• Extracted entries
============

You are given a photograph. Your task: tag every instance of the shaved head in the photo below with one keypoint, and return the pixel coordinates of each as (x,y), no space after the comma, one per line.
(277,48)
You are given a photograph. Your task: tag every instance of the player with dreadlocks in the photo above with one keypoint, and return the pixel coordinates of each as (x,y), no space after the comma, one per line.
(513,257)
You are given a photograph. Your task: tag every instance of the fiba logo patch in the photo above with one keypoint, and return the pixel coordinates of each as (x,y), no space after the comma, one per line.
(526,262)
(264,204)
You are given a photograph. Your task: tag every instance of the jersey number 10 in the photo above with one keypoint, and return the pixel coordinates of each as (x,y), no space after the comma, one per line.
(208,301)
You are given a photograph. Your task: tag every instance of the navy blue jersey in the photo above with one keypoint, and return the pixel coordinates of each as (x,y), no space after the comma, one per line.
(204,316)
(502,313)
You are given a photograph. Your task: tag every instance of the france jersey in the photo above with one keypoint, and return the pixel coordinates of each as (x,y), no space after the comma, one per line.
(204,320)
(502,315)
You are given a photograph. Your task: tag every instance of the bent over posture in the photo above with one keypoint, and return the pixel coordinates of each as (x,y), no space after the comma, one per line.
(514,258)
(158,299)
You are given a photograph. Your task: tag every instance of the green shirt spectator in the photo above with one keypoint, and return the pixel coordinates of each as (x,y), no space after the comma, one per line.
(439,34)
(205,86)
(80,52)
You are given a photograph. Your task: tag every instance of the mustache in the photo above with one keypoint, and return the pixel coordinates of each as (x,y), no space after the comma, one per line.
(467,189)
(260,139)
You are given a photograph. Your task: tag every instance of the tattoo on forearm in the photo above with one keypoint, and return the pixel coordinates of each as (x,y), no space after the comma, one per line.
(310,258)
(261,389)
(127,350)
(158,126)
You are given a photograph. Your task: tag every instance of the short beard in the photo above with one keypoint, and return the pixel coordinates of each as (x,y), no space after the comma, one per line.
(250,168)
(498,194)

============

• Short problem
Update each of the entries above so that "keypoint" becomes "marker" wherever it occurs, and leave every other word unchanged.

• Response to the task
You are given a photograph. Your task: tag every instance of the shaved head in the photo below with one marker, and return the pixel coordinates of each as (x,y), no space after the comma, one per line.
(277,48)
You are given a photograph. Your task: tag every instance of the player with dreadlocks in the photo above with one marker, and return the pixel coordinates of each as (x,y), no space after the comma, one per line.
(513,257)
You are given a photograph. Your task: tag every instance of the fiba logo patch in the photo above with one marker, and return the pixel coordinates of each as (x,y), no space after the comma, one per line.
(526,262)
(264,204)
You are given a photograph. Your task: tag every instance of the jersey number 10 in the photo above with one marker, and return the pixel coordinates of each as (x,y), no space after the comma, one per line.
(208,301)
You are given a photograph. Your task: tag every instance of the navy blue jersey in the photo above with one marker, and return the pixel coordinates of each as (x,y), no space after the comma, one per line.
(204,316)
(502,313)
You are given a photograph. Your task: tag every instance of the france jersey in the photo above with one marker, and return the pixel coordinates of each as (x,y), no space after the comma, one per line.
(204,320)
(502,315)
You are given a photograph. Your task: tag every instance of the bent over posture in the photo above with one marker, and return the pixel coordinates of each as (x,y), no space after the comma, one per line.
(514,258)
(158,299)
You are given a photograph. Your task: tag every instance of the green shirt spectator in the photo above with one marker, and return the pixel coordinates of each as (x,y), no space after the comma, one per line.
(439,34)
(205,86)
(80,52)
You are given a photograph. Your task: tag every instance of the mustache in the photo above with one marker, and return the pixel coordinates of each as (x,y), no space after the comma, one per line.
(467,189)
(260,139)
You are given a photograph. Your task: tag every instance of the tattoo on forearm in the photo above with one marker, and return the pixel coordinates of each as (x,y), no space after the comma, one per line.
(310,258)
(261,389)
(127,350)
(158,126)
You are given a photograph. Your task: tag every instance of the short beard in the photo above with one marker, and return the pixel coordinates of each as (x,y), no space after the comma, one per line.
(250,168)
(498,194)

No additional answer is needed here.